--- Document extract ---

The report, Financial Well-being and Retirement Readiness in Higher Education, touches on the challenges higher education employees face with debt, especially as more earn less than prior to the pandemic when considering adjustments for inflation.

According to the report, over 70% say their debt and debt payments have prevented them from focusing on other financial priorities. One-third of employees who are “significantly debt constrained” said they were struggling to make ends meet compared to 4% of borrowers who are not debt constrained.

“Higher ed employees earn less today than before the COVID-19 pandemic after adjusting for inflation,” said Melissa Fuesting, associate director of research for CUPA-HR. “At the same time, many are debt constrained. Both are factors that would squeeze household finances in the near term, making it more challenging to make ends meet.”

Student loan borrowers are also more likely to feel this constraint, as they have the added factor of paying for student loans on top of retail debt. Twenty-three percent of higher education employees have outstanding student loans, and over 80% describe themselves as debt constrained, with 36% adding that the constraint is significant.

Dealing with such constraints could lead to participants avoiding other financial responsibilities and goals, including emergency funds, wanting to buy a home, and retirement savings. According to the findings, 34% of higher education employees who are significantly debt constrained say they lack emergency savings that could cover three months of living expenses.

TIAA notes how a combination of professional advice and employee benefits could relieve some of the financial stress employees face with debt. Despite their challenges, 93% of employees are saving for retirement, either through an employer-sponsored 403(b) plan (65%), or on their own (27%).

Still, even though they are saving for retirement, 20% are not sure if they’re allocating an adequate amount.  

Others plan to annuitize their savings once they head to retirement. One-quarter of employees plan to incorporate an annuity in their long-term plan.

“Annuitization directly addresses the highest financial priorities for retirement among higher ed employees, so not intending to annuitize represents a planning disconnect,” said Paul Yakoboski, Senior Economist at TIAA Institute. “A fixed annuity provides stable income that is guaranteed to last for life, including the life of a spouse or partner.”

--- Record extracts ---

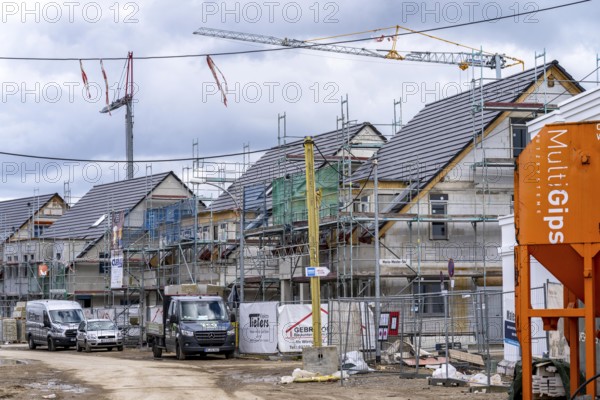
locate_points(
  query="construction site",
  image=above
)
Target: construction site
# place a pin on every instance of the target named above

---

### [What you will do]
According to the article on higher education employees' debt, what percentage of higher education employees have outstanding student loans?

### [Answer for this exercise]
Twenty-three percent.